Stated task ->
Repeat every line of the listing below word for word, leaving out the pictures.

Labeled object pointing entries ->
☆ ☆ ☆ ☆ ☆ ☆ ☆

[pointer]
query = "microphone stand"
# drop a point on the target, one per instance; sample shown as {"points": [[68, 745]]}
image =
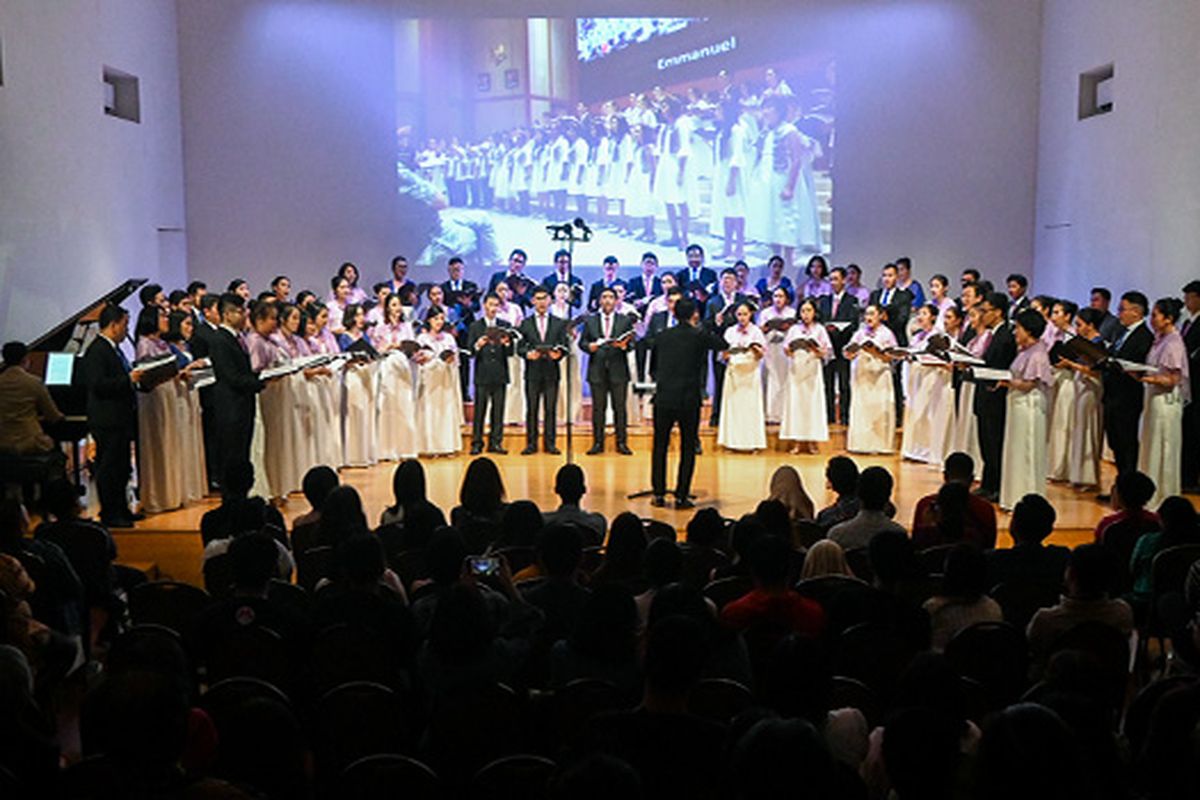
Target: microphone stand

☆ ☆ ☆ ☆ ☆ ☆ ☆

Answer to this problem ->
[pointer]
query = "microphone stand"
# drop a point on the target, one per instance; sample shown as {"points": [[68, 745]]}
image =
Target: microphone stand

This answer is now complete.